Copy out all lines from the entries below in which "gorilla" occurs.

= Beginning of Section =

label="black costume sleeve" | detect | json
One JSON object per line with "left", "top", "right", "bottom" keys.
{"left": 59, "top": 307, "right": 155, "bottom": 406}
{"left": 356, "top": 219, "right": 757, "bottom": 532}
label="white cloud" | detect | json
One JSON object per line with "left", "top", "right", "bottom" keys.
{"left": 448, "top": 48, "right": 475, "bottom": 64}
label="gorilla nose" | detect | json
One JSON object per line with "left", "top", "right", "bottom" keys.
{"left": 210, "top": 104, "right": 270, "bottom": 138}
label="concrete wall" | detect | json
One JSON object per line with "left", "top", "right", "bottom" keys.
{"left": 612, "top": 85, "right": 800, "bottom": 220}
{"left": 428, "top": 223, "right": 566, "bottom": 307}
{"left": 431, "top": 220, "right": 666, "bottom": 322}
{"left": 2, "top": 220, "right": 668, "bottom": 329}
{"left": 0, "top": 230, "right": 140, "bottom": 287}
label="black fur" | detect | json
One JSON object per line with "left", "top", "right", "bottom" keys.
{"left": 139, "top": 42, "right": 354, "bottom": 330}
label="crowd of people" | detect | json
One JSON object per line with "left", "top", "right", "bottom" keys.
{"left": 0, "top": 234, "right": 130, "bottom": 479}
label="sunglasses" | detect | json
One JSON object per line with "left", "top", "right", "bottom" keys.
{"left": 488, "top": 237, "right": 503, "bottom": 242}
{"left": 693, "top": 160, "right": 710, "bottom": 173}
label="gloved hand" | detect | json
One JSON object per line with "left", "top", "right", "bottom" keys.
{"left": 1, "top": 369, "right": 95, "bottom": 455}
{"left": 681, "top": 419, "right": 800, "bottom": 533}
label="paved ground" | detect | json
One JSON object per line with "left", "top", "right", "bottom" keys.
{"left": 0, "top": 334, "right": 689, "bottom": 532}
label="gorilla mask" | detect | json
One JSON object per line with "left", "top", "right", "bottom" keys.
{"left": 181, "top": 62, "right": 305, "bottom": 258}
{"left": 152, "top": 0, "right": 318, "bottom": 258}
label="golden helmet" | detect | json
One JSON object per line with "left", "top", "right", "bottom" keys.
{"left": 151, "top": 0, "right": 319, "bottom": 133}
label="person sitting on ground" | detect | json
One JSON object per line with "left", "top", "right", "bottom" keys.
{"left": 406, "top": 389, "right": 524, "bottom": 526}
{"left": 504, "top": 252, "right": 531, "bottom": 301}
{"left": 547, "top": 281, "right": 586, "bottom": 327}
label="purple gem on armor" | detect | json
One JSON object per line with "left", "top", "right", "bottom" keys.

= End of Section =

SOLUTION:
label="gorilla nose" | detect | json
label="gorilla mask" | detect | json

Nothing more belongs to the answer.